### What is required
Word for word, repeat the entries, minus the pictures.

### Given data
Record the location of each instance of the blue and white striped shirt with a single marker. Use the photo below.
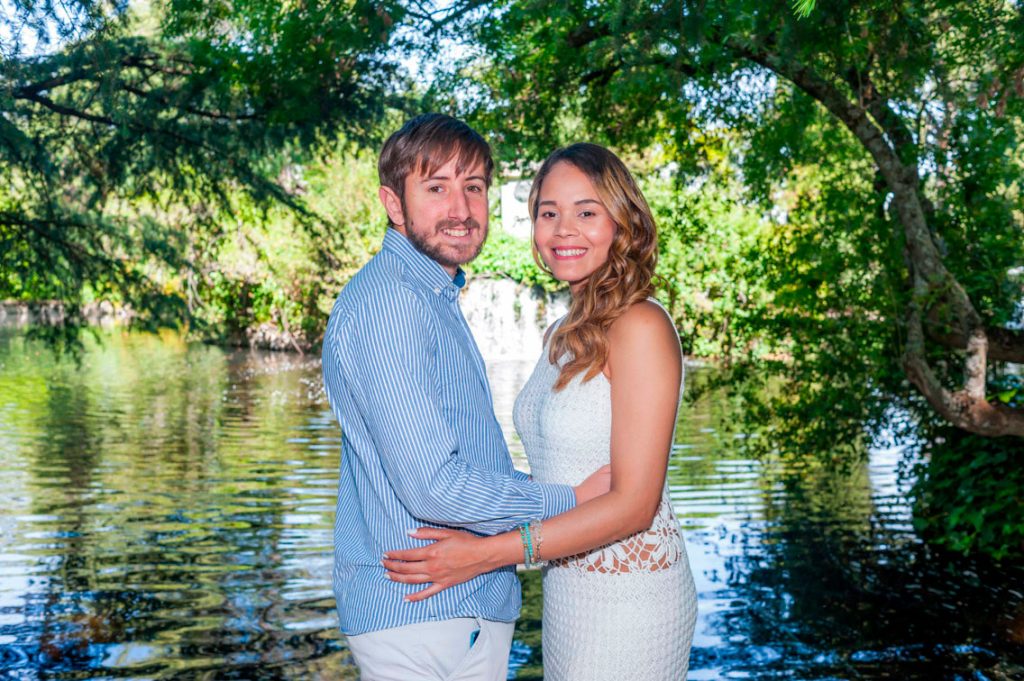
(420, 441)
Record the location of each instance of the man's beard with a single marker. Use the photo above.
(436, 252)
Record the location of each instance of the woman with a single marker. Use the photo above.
(619, 597)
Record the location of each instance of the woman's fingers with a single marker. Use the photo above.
(432, 533)
(408, 579)
(403, 566)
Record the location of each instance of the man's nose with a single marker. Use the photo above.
(459, 207)
(564, 227)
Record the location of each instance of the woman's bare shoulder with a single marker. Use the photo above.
(644, 333)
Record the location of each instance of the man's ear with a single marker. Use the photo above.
(392, 204)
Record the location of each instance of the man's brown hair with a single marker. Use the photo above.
(427, 142)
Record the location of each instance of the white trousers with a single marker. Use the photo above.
(435, 651)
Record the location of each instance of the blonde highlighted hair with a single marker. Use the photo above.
(624, 280)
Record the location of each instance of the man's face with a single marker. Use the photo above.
(444, 215)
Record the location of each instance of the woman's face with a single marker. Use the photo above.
(572, 231)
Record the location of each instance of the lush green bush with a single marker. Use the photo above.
(970, 495)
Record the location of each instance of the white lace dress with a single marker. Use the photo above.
(626, 610)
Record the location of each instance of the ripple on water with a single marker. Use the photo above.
(168, 513)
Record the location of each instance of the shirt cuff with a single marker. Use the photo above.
(556, 499)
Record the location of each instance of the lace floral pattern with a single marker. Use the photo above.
(657, 548)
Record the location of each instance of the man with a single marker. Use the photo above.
(420, 441)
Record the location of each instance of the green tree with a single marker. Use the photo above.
(127, 134)
(882, 141)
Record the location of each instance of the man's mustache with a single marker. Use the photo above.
(468, 223)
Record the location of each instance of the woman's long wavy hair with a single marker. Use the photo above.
(625, 279)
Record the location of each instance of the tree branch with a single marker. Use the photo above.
(968, 408)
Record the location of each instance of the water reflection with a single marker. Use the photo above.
(166, 511)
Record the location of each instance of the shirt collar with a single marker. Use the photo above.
(422, 267)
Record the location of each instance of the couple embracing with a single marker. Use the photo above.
(431, 516)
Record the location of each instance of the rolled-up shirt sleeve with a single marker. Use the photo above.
(386, 355)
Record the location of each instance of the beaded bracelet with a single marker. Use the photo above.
(535, 533)
(527, 548)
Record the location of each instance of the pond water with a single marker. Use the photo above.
(166, 512)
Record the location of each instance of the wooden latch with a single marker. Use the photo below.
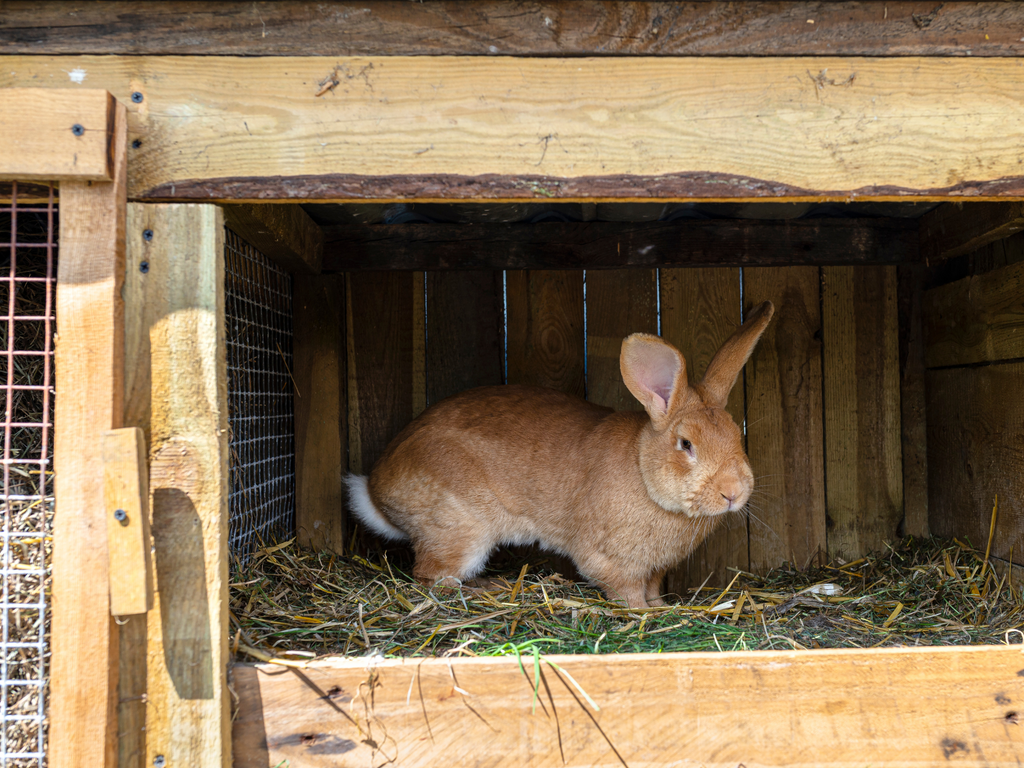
(126, 495)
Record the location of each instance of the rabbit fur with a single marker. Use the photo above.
(626, 495)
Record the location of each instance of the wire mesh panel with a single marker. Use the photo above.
(258, 309)
(28, 275)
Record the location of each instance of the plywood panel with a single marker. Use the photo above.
(620, 302)
(321, 410)
(976, 320)
(885, 707)
(89, 364)
(784, 438)
(465, 320)
(699, 310)
(545, 329)
(976, 451)
(384, 348)
(472, 127)
(863, 462)
(178, 394)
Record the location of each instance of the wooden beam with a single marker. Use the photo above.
(884, 707)
(976, 320)
(321, 410)
(51, 134)
(504, 128)
(955, 229)
(283, 232)
(860, 361)
(178, 394)
(546, 29)
(89, 360)
(608, 245)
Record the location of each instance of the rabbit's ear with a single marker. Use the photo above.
(732, 355)
(654, 373)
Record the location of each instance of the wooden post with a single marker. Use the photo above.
(177, 393)
(89, 360)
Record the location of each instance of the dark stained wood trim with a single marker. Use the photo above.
(693, 185)
(555, 28)
(610, 245)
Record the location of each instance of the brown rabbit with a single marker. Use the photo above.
(626, 496)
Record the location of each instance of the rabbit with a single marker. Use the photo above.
(626, 495)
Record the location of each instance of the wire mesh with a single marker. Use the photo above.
(258, 314)
(28, 276)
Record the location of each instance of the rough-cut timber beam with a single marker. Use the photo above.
(503, 128)
(954, 229)
(48, 134)
(510, 27)
(884, 707)
(283, 232)
(609, 245)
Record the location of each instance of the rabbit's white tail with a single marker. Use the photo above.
(366, 510)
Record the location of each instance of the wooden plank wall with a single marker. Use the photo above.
(974, 355)
(820, 394)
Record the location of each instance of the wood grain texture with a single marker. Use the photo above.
(885, 707)
(465, 127)
(39, 141)
(620, 302)
(913, 414)
(179, 395)
(863, 461)
(784, 439)
(545, 329)
(512, 27)
(382, 345)
(283, 232)
(603, 245)
(976, 451)
(699, 310)
(126, 487)
(89, 364)
(465, 320)
(976, 320)
(321, 410)
(955, 229)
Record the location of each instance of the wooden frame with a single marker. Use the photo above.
(222, 146)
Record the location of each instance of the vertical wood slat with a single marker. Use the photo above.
(913, 419)
(975, 439)
(89, 365)
(784, 439)
(384, 360)
(699, 310)
(863, 465)
(464, 331)
(321, 410)
(178, 394)
(619, 302)
(545, 329)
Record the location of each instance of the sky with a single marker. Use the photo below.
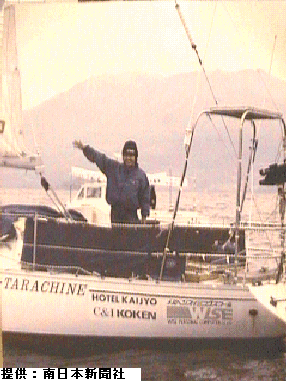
(62, 44)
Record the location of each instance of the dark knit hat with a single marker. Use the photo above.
(130, 144)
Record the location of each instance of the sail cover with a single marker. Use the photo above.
(12, 149)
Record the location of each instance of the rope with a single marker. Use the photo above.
(194, 47)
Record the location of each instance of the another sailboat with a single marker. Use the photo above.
(68, 279)
(13, 152)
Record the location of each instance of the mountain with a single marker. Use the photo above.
(105, 111)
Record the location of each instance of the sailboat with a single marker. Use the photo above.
(13, 152)
(66, 279)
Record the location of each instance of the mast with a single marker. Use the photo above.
(13, 152)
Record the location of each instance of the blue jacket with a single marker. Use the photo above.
(125, 186)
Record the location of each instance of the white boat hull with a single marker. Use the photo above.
(87, 306)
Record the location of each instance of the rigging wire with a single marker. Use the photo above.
(189, 135)
(194, 47)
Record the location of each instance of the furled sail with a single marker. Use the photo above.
(12, 149)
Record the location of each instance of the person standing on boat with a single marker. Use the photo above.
(127, 185)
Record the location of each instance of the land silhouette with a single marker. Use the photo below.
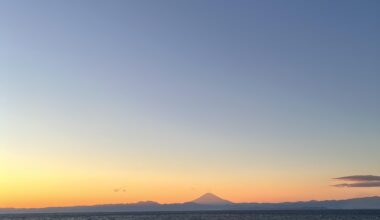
(207, 202)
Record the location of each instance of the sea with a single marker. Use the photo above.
(207, 215)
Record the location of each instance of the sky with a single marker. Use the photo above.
(121, 101)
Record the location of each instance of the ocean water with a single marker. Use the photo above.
(225, 215)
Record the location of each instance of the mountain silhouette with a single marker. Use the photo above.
(207, 202)
(211, 199)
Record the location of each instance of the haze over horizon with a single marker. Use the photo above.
(124, 101)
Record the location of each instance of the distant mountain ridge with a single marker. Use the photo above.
(211, 199)
(207, 202)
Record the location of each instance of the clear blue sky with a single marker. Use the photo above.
(247, 87)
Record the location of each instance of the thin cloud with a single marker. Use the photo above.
(361, 184)
(359, 178)
(359, 181)
(120, 189)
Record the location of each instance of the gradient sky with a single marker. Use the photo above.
(251, 100)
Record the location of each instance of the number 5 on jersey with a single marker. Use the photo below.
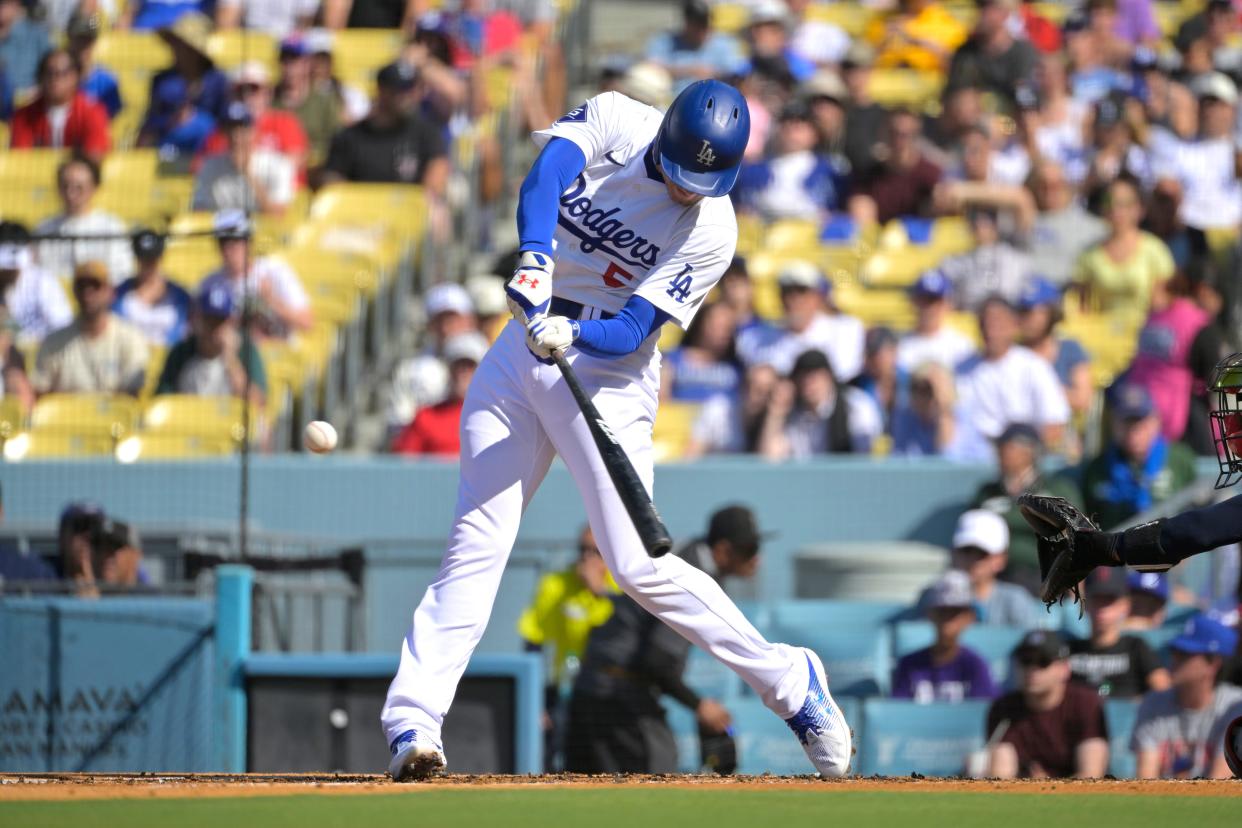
(679, 288)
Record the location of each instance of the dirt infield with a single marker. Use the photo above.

### Reply to the task
Record the location of each instance of the blue and white striped shirt with a single marker. Use the photo below.
(420, 441)
Record the location of each instance of the man's beard with a single marker. Use the photo above.
(436, 252)
Record the location of each instance of the woman with a single marker. Use the photo above.
(619, 597)
Record the location of each instance of the woman's fingers with a single marker. Use the photo above.
(432, 533)
(408, 579)
(403, 566)
Record the location of each instance of the man's nose with a single marker. Use the photo above.
(459, 207)
(564, 227)
Record the location of each instance of the woman's bare shoulder with a single marker. Use the photo above.
(644, 333)
Record the location of each instance of the man's ear with a single marker. Use the photo above.
(392, 204)
Record the location of each instance of the man's brown hair with a single marker. Use the photo above.
(427, 142)
Record the location of each instance of the white trousers with a single marker. Use the photo above.
(435, 651)
Record the location of each instance of the blonde highlighted hair with a single marker. Use the photo above.
(624, 280)
Record the location of each instance of the man's face with a single marker. Use the photo above.
(444, 215)
Record the location of each instance of the woman's face with a single marker. Use the photo above.
(572, 231)
Record the location of each instance of the lush green bush with a single marker. Use the photo above.
(970, 495)
Record the location of each instance of the white lace dress with a single marker. Use the photo above.
(626, 610)
Record the location of each instance of the ripple on water with a single marker. Use the photo above.
(168, 513)
Record the location of each instance of the shirt cuff with a single marker. Use the photo above.
(556, 499)
Record the location of each instance of the lace floral pattern with a single marker. Use the photo above.
(657, 548)
Record the location of each instance of the man with a single marker. Use the photo above.
(420, 441)
Record the location of each instance of the green tree with a single marker. Use the photo above.
(127, 134)
(882, 141)
Record the location of each instance of the man's mustache with a single marker. Use the photo above.
(468, 223)
Record the location of each instance of the woman's long wavy hair with a single marker. Use the photo above.
(625, 279)
Record the location of each instance of the tree branch with a single marker. Use the photo above.
(968, 408)
Record the location of each instance of the water reflection with a single marker. Use the photo above.
(166, 511)
Record the location of each instance of the shirt collar with a single marker. Use the photo above.
(422, 267)
Record the location of each instance of the couple embracing with a single marker. Use the photo above.
(431, 516)
Record the location of each instance of the rolled-up shirt sleeve with a single marker. Use the photo above.
(386, 355)
Record the location of each instance of the beaded bracelet with a single marker. Use the photo above.
(535, 533)
(527, 548)
Record the location of each instance of the pond water with a single marker. Use the photo above.
(166, 512)
Record the location of each instance of the wooden latch with a single marker. Use the photo below.
(126, 495)
Record the location of each instance of the rabbit fur with a single marker. Use the photo above.
(626, 495)
Record the location of each instance of the wire mesh panel with a single marker. Use the photo above.
(258, 309)
(28, 275)
Record the location of each instance of the plywood panel with a single marker. Use the photo above.
(620, 302)
(321, 410)
(976, 320)
(885, 707)
(89, 364)
(784, 438)
(465, 320)
(699, 310)
(545, 329)
(976, 451)
(384, 348)
(472, 127)
(863, 462)
(178, 394)
Record the location of each instance of the wooden beam with a single marker. Use the photo above.
(884, 707)
(976, 320)
(321, 410)
(51, 134)
(504, 128)
(955, 229)
(283, 232)
(860, 361)
(178, 394)
(546, 29)
(89, 360)
(608, 245)
Record the location of each instance of the rabbit's ear with a single marker. Use the photo above.
(732, 355)
(654, 373)
Record the location of each instance of the wooden post with a single marker. Use the photo above.
(177, 393)
(89, 360)
Record the location of each instance of the dark stained wood trim with a single marker. Use the photo above.
(693, 185)
(555, 28)
(610, 245)
Record the location of each instance of the brown rabbit with a single marker. Use the photo above.
(626, 496)
Record the location of each instance of the rabbit with a single marker. Use the photo above.
(626, 495)
Record the location of each instance of the wire mesh with a single marker. Use the photo above.
(258, 314)
(28, 276)
Record the location of each instance of the rough-cut timber beam with a single marker. Use the photo above.
(503, 128)
(954, 229)
(48, 134)
(510, 27)
(884, 707)
(283, 232)
(609, 245)
Record the location of each instance of the rabbit's white tail with a single marker. Use the photo above.
(366, 510)
Record the location of each instance of the wooden plank wall with a single marker. Use the photo above.
(974, 355)
(820, 394)
Record the location of each instance of the wood grain texture with a single marker. Use the photo above.
(885, 707)
(465, 127)
(39, 141)
(620, 302)
(913, 414)
(179, 395)
(863, 461)
(784, 439)
(545, 329)
(512, 27)
(382, 345)
(283, 232)
(603, 245)
(976, 451)
(699, 310)
(126, 487)
(89, 364)
(465, 320)
(976, 320)
(321, 410)
(955, 229)
Record the location of each instance of the wooden frame with a single marker. Use the photo above.
(222, 146)
Record the location of each instance of the vertical wood slat with a single marker. Use the photo above.
(913, 419)
(975, 439)
(89, 365)
(784, 439)
(384, 360)
(699, 310)
(863, 465)
(464, 331)
(321, 410)
(178, 394)
(619, 302)
(545, 329)
Record the location of each instance of the sky with a single marker. Use the photo below.
(62, 44)
Record the location of each instance of the dark knit hat with a single marker. Use the photo above.
(130, 144)
Record the location of each instance of the sail cover with a single marker. Use the photo above.
(12, 149)
Record the location of each instance of the rope with a single marker. Use the photo above.
(194, 47)
Record the location of each instance of the another sailboat with a single marker. Use the photo above.
(68, 279)
(13, 152)
Record the location of each instance of the mountain with a single marker. Use the photo above.
(105, 111)
Record the location of each instance of the sailboat with a single marker. Use the photo above.
(13, 152)
(66, 279)
Record the location of each instance of the mast with a single marker. Use the photo above.
(13, 152)
Record the location of each instance of the blue jacket with a single marker. Use the photo above.
(125, 186)
Record the location of each instance of the white boat hull with a single marker. Use the photo above.
(87, 306)
Record the location of each instance of the rigging wire with a single marker. Use the photo above.
(189, 135)
(194, 47)
Record the location of each instance of the furled sail with a single marker. Use the photo above.
(12, 149)
Record the location of each instance of the person standing on boat with a single marker. Use the photo above.
(127, 185)
Record the location of each instance of the land silhouette with a single marker. Use the photo below.
(207, 202)
Record the location of each instance of the sea with a single marker. Use the photo above.
(207, 215)
Record the location of each instance of the sky with a single marker. Use the photo above.
(121, 101)
Record the location of each instance of the ocean water with a single marker. Use the photo above.
(225, 215)
Record the location of each instance of the mountain silhouette with a single marker. Use the photo above.
(207, 202)
(211, 199)
Record the location of each instance of the haze over horizon with a single marker. Use the photo above.
(124, 101)
Record the location of each instance of the distant mountain ridge with a single marker. Use the photo above.
(211, 199)
(207, 202)
Record the location of each instance of the clear blue sky with a single marker. Use the photo above.
(247, 87)
Record the location of each instance of the thin cloud with a single marker. Use the photo above.
(361, 184)
(359, 178)
(359, 181)
(120, 189)
Record the location of each instance of the gradient sky with a single marker. Use the photo above.
(251, 100)
Record the location of each instance of the number 5 on jersey with a single marker. Use the photo below.
(679, 288)
Record the location of each instance of the dirt infield with a single marker. Use the photo above.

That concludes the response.